(Extracted data entries)
-- Opening Marker --
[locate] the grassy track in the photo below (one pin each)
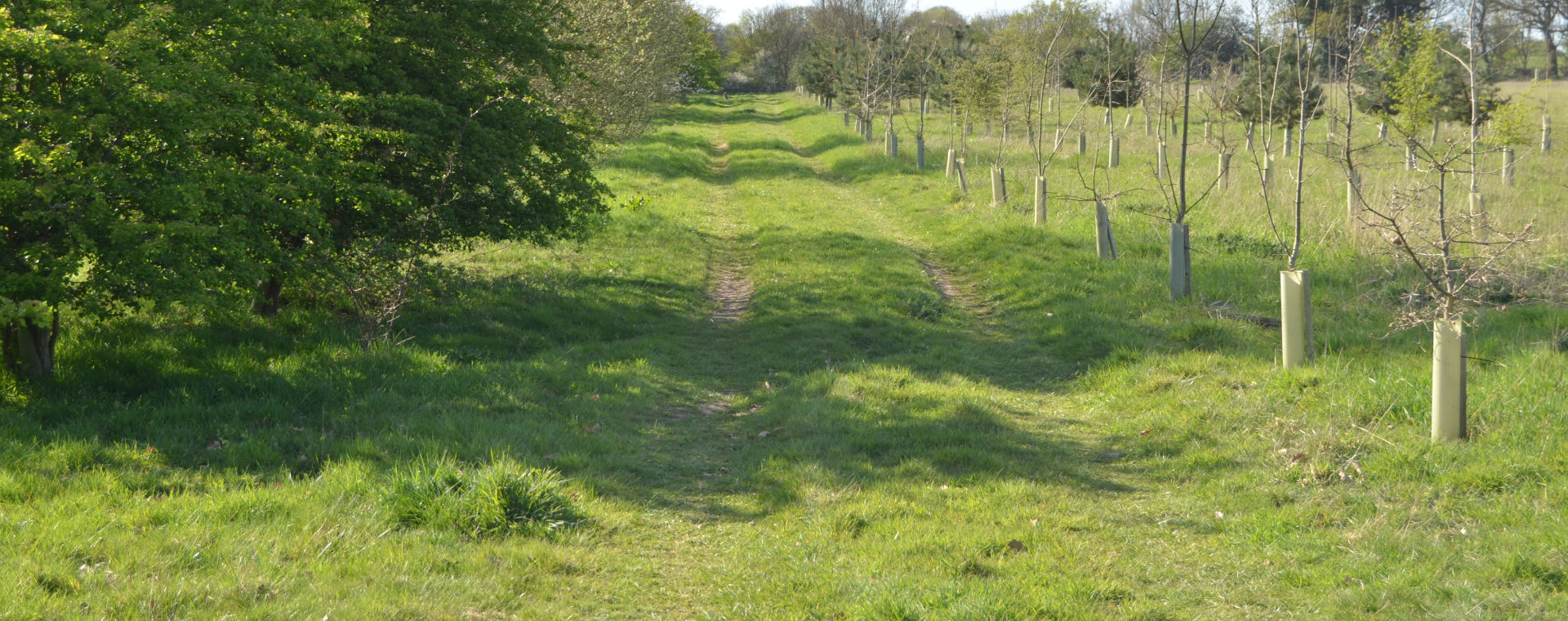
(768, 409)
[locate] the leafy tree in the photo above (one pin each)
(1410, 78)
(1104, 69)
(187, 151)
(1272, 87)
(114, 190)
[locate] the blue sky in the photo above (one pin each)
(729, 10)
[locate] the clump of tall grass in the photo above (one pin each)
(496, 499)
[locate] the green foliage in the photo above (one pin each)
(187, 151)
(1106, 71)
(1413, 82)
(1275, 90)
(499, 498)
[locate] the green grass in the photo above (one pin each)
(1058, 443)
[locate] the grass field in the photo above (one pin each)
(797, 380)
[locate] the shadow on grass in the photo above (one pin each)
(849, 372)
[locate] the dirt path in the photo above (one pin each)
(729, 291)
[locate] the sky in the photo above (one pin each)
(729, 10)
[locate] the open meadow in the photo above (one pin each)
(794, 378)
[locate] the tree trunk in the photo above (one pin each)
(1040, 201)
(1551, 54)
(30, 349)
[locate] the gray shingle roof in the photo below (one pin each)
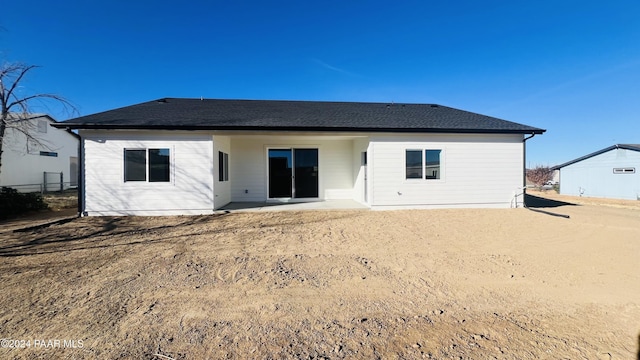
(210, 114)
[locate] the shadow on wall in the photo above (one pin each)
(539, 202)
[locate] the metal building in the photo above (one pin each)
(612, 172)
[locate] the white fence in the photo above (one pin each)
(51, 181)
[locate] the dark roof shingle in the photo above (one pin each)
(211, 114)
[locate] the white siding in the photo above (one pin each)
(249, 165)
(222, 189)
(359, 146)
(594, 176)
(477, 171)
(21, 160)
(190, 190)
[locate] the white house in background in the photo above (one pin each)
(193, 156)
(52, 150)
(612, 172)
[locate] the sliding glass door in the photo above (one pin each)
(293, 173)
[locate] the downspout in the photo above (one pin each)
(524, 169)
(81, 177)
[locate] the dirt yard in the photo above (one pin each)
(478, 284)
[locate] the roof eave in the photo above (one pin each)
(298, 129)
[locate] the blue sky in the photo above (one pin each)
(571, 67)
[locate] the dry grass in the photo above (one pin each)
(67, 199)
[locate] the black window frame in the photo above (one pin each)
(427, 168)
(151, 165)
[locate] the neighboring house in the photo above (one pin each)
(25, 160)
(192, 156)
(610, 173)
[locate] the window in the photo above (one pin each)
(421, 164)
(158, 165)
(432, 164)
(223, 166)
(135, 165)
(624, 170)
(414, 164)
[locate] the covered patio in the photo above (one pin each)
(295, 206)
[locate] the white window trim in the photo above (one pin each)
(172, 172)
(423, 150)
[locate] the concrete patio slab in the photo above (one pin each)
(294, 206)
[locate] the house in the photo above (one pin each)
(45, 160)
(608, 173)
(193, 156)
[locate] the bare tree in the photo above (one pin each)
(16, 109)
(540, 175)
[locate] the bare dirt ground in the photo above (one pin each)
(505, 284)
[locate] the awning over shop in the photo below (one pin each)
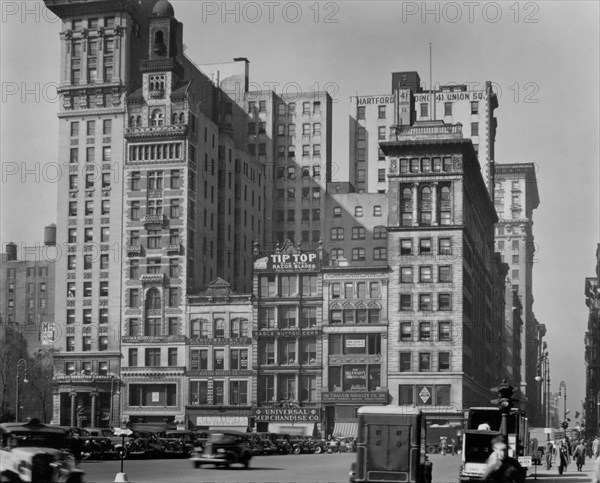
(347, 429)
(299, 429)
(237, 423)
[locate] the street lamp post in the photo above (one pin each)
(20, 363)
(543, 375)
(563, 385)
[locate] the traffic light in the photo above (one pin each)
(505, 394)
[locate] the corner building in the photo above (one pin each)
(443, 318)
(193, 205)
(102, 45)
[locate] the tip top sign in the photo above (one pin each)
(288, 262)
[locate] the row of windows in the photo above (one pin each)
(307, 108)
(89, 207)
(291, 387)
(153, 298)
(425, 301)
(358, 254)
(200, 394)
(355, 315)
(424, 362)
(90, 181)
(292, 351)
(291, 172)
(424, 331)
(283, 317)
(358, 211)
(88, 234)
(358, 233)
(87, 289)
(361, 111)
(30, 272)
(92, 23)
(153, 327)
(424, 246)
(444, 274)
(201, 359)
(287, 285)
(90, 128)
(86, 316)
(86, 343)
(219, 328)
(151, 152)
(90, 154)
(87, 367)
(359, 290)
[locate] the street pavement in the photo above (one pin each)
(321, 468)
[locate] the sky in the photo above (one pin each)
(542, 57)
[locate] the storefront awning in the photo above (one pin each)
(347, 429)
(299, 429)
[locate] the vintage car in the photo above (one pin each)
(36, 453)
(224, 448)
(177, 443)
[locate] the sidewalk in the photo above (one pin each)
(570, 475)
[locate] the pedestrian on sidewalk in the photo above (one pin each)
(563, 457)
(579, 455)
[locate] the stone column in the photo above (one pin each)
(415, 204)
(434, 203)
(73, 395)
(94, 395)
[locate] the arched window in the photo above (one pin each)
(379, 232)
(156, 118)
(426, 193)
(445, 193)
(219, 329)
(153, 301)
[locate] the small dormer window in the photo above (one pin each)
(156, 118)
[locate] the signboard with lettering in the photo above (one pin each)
-- Closing Marker --
-- Opening Marker --
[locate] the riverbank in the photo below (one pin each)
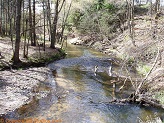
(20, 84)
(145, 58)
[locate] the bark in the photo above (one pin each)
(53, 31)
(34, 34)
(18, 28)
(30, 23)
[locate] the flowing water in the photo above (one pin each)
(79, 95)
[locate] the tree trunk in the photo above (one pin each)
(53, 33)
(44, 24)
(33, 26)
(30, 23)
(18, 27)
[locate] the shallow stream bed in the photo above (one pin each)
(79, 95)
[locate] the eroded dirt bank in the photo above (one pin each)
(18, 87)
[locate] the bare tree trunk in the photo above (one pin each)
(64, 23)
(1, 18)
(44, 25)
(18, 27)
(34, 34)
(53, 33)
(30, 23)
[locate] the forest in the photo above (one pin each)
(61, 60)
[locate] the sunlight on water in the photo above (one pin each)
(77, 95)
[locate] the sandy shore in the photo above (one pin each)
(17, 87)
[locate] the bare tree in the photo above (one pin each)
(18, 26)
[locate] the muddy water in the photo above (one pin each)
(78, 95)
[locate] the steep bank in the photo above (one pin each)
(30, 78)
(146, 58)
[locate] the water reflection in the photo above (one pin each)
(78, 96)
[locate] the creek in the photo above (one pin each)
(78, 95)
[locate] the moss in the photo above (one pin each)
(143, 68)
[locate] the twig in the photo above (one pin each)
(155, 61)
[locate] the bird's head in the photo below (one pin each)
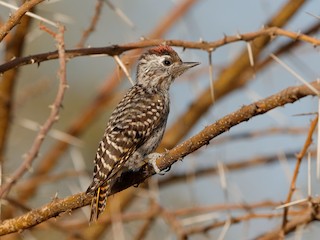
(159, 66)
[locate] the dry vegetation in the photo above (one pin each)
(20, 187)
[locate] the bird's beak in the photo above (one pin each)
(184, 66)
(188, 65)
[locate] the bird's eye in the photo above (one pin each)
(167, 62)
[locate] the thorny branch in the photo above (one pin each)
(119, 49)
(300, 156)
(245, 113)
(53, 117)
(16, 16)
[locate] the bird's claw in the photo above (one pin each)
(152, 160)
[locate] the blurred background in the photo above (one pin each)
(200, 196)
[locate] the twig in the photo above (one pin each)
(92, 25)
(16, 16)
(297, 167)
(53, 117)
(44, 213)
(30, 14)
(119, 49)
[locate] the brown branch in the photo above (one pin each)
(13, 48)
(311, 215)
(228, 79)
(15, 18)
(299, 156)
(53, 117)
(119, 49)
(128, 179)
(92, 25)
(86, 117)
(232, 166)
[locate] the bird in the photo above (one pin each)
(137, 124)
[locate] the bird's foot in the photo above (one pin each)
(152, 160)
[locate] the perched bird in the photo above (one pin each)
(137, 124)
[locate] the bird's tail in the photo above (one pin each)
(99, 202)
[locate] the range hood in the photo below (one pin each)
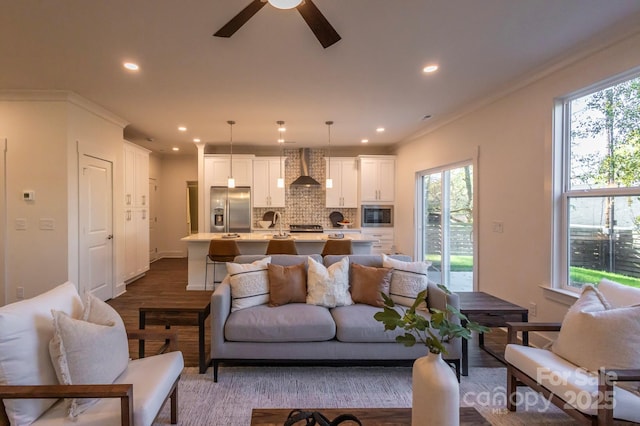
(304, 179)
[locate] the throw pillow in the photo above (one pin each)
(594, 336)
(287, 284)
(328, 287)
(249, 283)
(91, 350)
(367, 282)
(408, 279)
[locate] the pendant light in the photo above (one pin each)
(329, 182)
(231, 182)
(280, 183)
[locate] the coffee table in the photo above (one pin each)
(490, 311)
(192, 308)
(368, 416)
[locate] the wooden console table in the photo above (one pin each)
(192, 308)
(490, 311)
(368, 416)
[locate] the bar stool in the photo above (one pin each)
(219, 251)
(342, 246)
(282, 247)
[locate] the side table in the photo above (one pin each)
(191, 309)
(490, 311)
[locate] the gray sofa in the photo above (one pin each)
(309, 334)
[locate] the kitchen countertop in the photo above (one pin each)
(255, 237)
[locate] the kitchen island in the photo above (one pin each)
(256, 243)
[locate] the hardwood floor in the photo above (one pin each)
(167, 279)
-- Closing Marker --
-- EXERCISE INSTRUCTIONS --
Take the lines above from the one containing "[locate] the pedestrian" down to the one containing "[locate] the signboard", and transcribe them exactly, both ends included.

-- TASK SOLUTION --
[locate] the pedestrian on sidewalk in the photo above (one pin each)
(563, 457)
(579, 455)
[locate] the stone column in the photo above (one pin each)
(415, 204)
(434, 203)
(73, 395)
(94, 395)
[locate] the arched window in the photo above (one pin each)
(379, 232)
(156, 118)
(426, 193)
(445, 193)
(219, 329)
(153, 301)
[locate] the small dormer window in the photo above (one pin each)
(156, 118)
[locate] the signboard with lettering in the photo above (one pin each)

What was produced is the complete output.